Short problem 1 – Shorten the paragraph of the Seaside mailing-list post that begins "Initially we developed", keeping its main facts.
Short problem 2 – In the Seaside mailing-list post, what is Vivport meant to handle?
Short problem 3 – Continue the Seaside mailing-list post from where it stops.
— begin Document excerpt —
[Seaside] Enterprise Software V Ecommerce [in smalltalk/seaside/cincom]

dirk newbold dirkdirk at gmail.com
Wed Feb 22 23:33:08 UTC 2012


Hi all,

I’m a relative newbie (4 years) to programming and seaside, who
partnered up with some “old hands” (smalltalk/seaside is my first and
only language).

Initially we developed an Ecommerce (Istazaar) fashion platform for
designers to maintain their collections.  We stagnated last year due
to the time restraints on the “old hands” and I then began developing
a web based Enterprise Software (Vivport) platform for
document-management/knowledge-management/emails/tasks.

We now have two ventures at relatively equal stages of development.
I believe the Enterprise Software (Vivport) platform is the more
innovative however, now that Steve (one of the “old hands”) has some
time again he has been able to review its development (which
unfortunately I built unsupervised) and has major concerns in relation
to deploying this venture.

Instead of building the database; then building middleware, then UI;
I’ve basically just built a UI, Steve’s concerns with the outcomes of
this development process are outlined in his email to me below.

We were wondering if the smalltalk/seaside community has any views on
Steve’s concerns below that may influence our decision on which
venture to proceed with.
— end Document excerpt —
— begin Material shown —
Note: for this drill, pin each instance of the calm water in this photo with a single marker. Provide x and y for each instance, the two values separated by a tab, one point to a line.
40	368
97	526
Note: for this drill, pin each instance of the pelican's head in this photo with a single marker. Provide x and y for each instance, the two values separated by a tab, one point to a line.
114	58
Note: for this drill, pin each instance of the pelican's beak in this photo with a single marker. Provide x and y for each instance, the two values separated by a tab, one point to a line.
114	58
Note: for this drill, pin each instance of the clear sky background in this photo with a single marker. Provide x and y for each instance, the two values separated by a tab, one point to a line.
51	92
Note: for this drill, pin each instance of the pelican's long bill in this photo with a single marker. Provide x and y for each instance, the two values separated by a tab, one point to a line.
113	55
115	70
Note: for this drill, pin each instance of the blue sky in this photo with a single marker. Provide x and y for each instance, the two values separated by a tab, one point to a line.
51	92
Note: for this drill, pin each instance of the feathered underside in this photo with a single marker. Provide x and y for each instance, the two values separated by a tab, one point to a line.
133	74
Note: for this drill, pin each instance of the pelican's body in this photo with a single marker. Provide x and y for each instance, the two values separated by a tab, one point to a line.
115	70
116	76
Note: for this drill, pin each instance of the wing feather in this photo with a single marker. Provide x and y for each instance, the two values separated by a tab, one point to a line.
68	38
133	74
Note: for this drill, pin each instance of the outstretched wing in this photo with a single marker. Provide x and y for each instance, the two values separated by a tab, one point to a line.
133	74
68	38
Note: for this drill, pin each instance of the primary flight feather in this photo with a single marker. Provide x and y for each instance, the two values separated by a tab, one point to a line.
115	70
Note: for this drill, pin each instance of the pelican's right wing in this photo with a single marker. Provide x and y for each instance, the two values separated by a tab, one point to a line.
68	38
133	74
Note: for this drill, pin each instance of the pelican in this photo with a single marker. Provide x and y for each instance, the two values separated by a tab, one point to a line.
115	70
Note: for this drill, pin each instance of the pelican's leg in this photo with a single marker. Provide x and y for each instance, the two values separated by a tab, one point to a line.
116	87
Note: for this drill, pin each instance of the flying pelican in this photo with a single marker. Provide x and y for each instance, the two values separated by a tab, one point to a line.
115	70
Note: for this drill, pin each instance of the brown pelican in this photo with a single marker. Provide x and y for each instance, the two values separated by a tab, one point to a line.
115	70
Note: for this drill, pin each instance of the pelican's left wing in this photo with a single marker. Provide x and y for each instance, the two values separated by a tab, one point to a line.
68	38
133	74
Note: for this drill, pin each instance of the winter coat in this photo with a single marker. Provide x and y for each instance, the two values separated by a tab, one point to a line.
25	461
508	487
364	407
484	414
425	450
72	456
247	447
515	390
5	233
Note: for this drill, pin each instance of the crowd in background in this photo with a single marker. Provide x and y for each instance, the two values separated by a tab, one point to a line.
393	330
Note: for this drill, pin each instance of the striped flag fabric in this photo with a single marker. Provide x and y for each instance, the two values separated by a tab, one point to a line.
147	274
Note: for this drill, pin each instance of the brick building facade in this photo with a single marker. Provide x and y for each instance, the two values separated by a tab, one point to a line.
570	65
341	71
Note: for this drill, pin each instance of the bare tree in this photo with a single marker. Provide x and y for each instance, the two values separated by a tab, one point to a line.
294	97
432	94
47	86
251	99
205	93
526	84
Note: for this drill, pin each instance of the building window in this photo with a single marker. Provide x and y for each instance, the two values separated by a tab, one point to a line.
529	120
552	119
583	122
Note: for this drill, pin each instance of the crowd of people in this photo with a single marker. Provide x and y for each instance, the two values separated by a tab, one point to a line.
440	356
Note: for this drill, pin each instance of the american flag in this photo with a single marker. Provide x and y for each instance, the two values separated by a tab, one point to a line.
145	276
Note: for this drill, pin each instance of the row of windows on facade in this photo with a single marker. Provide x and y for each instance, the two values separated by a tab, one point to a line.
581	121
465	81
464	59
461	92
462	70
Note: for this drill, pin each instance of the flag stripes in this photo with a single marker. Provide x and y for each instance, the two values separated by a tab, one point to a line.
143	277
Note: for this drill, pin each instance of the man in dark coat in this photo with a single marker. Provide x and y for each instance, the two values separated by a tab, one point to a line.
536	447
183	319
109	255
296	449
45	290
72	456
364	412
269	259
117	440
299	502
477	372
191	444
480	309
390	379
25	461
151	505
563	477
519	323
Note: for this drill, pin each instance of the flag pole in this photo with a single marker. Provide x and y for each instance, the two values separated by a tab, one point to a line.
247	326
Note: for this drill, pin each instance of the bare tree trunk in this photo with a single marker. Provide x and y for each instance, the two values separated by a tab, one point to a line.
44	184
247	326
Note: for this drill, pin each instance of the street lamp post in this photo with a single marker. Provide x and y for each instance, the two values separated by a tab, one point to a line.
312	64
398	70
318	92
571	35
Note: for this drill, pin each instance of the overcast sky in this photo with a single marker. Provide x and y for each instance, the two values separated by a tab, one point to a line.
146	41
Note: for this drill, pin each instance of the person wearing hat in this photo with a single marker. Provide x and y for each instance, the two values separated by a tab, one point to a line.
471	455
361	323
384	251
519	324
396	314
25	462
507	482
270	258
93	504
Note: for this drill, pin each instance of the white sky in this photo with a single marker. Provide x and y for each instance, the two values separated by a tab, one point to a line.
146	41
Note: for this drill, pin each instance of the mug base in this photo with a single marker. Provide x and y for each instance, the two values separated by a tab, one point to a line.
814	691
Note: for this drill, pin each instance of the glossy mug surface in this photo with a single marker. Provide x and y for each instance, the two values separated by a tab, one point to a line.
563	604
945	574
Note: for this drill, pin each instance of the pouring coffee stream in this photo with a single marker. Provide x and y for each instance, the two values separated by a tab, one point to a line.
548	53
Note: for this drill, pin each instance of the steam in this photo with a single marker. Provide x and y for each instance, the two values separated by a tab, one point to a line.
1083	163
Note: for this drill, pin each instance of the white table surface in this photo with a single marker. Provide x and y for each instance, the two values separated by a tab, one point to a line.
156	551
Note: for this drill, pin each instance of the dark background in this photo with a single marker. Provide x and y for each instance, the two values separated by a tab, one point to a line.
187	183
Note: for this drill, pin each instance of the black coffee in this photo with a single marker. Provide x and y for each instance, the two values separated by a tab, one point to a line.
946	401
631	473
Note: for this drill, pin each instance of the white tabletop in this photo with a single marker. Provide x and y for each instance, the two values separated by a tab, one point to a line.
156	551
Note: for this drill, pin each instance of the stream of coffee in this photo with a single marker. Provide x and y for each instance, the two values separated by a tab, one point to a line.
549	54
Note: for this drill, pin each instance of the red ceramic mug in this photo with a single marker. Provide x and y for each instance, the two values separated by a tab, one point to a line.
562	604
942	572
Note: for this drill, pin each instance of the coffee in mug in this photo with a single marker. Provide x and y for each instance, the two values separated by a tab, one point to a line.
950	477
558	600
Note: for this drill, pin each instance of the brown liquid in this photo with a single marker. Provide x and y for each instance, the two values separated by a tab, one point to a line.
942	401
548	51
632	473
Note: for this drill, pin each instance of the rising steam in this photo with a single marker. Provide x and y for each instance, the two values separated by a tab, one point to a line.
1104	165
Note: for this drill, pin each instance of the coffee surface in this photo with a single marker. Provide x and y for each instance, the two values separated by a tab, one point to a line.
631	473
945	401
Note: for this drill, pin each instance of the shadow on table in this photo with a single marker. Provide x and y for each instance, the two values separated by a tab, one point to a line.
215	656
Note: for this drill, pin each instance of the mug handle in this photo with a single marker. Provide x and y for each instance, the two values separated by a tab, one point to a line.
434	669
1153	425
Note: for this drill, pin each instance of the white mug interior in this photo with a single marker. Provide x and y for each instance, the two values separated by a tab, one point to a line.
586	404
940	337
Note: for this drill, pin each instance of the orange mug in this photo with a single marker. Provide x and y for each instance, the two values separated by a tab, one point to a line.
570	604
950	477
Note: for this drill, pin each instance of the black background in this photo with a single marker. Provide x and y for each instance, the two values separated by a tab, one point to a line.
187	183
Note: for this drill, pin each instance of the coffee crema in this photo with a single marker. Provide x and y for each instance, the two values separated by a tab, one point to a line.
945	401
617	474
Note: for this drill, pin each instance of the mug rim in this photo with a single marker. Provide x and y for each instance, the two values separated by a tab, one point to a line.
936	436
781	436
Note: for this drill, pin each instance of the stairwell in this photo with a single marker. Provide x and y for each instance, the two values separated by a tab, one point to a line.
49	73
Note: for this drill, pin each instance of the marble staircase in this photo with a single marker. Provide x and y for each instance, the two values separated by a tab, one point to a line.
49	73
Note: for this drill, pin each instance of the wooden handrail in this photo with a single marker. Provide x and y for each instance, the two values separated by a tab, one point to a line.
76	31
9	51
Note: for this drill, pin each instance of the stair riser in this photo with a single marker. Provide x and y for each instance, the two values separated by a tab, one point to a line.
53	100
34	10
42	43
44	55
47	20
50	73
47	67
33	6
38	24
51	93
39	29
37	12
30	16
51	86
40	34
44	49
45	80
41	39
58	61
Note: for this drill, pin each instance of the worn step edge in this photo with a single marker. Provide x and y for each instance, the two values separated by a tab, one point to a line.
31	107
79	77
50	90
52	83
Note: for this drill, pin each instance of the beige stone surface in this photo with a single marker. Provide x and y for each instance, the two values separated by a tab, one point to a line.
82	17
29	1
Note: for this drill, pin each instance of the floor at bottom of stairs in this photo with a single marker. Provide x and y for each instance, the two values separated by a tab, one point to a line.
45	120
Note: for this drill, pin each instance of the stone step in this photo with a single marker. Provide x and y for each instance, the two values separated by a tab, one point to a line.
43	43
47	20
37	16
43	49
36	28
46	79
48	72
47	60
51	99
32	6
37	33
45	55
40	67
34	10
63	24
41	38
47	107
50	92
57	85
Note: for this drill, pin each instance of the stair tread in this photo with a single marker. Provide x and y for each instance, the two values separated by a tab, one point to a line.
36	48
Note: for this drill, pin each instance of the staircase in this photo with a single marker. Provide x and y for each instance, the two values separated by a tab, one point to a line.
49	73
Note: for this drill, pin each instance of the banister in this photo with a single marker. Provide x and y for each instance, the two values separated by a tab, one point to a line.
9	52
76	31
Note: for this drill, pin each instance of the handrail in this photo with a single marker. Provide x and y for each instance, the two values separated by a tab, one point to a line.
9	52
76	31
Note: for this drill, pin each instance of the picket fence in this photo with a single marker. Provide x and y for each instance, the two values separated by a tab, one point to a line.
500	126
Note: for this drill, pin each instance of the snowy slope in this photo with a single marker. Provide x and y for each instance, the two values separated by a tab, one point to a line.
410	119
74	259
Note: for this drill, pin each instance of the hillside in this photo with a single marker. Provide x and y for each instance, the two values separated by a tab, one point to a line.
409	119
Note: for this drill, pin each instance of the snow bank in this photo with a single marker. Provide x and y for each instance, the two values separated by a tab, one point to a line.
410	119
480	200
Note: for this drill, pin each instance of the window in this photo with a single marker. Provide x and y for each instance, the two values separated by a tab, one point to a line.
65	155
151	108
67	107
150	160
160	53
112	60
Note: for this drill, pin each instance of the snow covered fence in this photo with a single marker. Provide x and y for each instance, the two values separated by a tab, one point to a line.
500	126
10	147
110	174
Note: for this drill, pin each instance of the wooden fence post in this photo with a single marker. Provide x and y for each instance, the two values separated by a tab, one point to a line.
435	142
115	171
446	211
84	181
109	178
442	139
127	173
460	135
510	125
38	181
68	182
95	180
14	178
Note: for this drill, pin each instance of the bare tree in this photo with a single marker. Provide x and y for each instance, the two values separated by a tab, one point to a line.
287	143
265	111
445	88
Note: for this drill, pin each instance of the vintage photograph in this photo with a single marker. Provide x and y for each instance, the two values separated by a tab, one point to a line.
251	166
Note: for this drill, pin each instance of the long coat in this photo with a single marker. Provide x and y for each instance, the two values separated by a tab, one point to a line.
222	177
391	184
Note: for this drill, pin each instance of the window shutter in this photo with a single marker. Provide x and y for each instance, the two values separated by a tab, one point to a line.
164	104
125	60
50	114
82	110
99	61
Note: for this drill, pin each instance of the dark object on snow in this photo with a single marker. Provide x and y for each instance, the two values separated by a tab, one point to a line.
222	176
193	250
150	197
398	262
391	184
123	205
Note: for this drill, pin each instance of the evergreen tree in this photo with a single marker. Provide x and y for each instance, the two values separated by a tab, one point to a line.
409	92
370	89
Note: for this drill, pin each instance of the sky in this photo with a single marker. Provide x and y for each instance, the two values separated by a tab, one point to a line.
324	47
— end Material shown —
Task answer 1 – The team first built Istazaar, an ecommerce fashion platform where designers maintain their collections. It stalled last year because the "old hands" had little time, so the writer started Vivport, a web-based enterprise platform for document management, knowledge management, emails and tasks.

Task answer 2 – Document management, knowledge management, emails and tasks.

Task answer 3 –
The platform has been developed to freely change between the user’s
personal account and their company(ies) account.  The personal
accounts are free so we would be attempting to server many users.

Any advice in relation to users/image, persistence, database, general
deployment etc for this type of venture (essentially a beefed up
gmail/cloud environment) would be greatly appreciated.

Thanks for your time.

Cheers,

Dirk


---------- Forwarded message ----------
From: Steven Berryman <Steven at berrymanelectrical.co.uk>
Date: Sat, Feb 18, 2012 at 6:07 AM
Subject: RE: Vivport V Istazaar
To: dirk newbold <dirkdirk at gmail.com>

Dirk,

As mentioned I’m concerned with the approach you have taken with
Vivport and in one way this technology can lead you into a false sense
of how easy things are (trust me you couldn’t have done it in .NET or
java without infrastructure). The difference with the ecommerce site
is that there is little shared data and I knew that the only real
issue was storing users but that would be a simple mapping issue to a
table. Even the registered objects were designed to make storing in
the database easier so objects didn’t directly hold onto a registered
object. What you have built is a very complicated network of objects
for the benefit of the UI which for a prototype is great but would
never work in the real world. The type of project you are building
with Vivport is infrastructure and in one way the last thing you
should have done is the UI. One system I worked on had 3-4 months of
designing the infrastructure before a line of code was written.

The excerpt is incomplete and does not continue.